■ **작업 지시**
"the red roof." 문구가 있는 줄에서 시작해 자료의 마지막 줄까지를 '번호'와 '내용' 두 열로 된 마크다운 표에 옮겨 넣으세요. 빈 줄은 빼고, '번호' 열에는 행 번호를, '내용' 열에는 해당 줄을 적으세요.

■ **제공 자료**
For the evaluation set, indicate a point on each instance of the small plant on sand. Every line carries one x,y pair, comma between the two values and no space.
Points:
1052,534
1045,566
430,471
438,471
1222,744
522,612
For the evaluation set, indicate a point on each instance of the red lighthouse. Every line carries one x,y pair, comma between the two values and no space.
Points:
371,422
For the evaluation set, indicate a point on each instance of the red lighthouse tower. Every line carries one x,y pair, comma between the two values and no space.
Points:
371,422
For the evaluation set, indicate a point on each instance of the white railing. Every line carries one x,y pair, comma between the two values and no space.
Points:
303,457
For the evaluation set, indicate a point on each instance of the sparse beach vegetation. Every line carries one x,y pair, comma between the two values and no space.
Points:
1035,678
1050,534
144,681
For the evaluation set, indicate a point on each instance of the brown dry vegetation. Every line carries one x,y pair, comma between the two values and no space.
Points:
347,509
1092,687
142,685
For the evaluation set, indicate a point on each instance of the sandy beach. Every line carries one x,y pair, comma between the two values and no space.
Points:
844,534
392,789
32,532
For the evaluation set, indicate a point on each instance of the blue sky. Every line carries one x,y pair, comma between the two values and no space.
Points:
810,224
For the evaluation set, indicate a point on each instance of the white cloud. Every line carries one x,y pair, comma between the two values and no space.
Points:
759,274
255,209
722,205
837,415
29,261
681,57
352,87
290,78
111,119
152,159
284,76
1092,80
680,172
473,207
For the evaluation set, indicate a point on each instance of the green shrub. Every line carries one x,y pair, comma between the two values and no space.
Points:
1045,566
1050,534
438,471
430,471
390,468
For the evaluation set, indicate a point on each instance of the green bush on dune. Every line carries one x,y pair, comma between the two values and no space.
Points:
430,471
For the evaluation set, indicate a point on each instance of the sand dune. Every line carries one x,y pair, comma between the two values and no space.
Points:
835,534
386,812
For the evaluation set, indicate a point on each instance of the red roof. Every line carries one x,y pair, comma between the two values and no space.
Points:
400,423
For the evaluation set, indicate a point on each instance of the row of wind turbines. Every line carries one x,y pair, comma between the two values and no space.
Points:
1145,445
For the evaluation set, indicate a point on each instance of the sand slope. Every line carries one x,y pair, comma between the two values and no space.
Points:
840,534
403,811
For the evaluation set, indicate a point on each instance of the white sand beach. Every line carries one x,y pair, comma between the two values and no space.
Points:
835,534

■ **풀이**
| 번호 | 내용 |
|---|---|
| 1 | For the evaluation set, indicate a point on each instance of the red roof. Every line carries one x,y pair, comma between the two values and no space. |
| 2 | Points: |
| 3 | 400,423 |
| 4 | For the evaluation set, indicate a point on each instance of the row of wind turbines. Every line carries one x,y pair, comma between the two values and no space. |
| 5 | Points: |
| 6 | 1145,445 |
| 7 | For the evaluation set, indicate a point on each instance of the sand slope. Every line carries one x,y pair, comma between the two values and no space. |
| 8 | Points: |
| 9 | 840,534 |
| 10 | 403,811 |
| 11 | For the evaluation set, indicate a point on each instance of the white sand beach. Every line carries one x,y pair, comma between the two values and no space. |
| 12 | Points: |
| 13 | 835,534 |